━━━ PROVIDED ENTRIES

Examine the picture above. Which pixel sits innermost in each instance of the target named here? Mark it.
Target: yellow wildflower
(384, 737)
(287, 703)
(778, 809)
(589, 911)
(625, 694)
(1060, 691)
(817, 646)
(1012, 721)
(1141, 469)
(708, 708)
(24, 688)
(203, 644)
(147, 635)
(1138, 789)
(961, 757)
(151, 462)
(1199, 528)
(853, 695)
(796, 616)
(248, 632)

━━━━━━

Print the entries exactly. Include every one.

* [ANSWER AREA]:
Examine the picture above. Which pixel sits innermost in each instance of the target named here? Mark it.
Target: yellow wildflower
(384, 737)
(287, 703)
(778, 809)
(589, 911)
(625, 694)
(1060, 691)
(817, 646)
(1012, 721)
(1141, 469)
(708, 708)
(24, 688)
(203, 644)
(147, 635)
(1138, 789)
(961, 757)
(151, 462)
(1199, 528)
(853, 695)
(796, 616)
(248, 632)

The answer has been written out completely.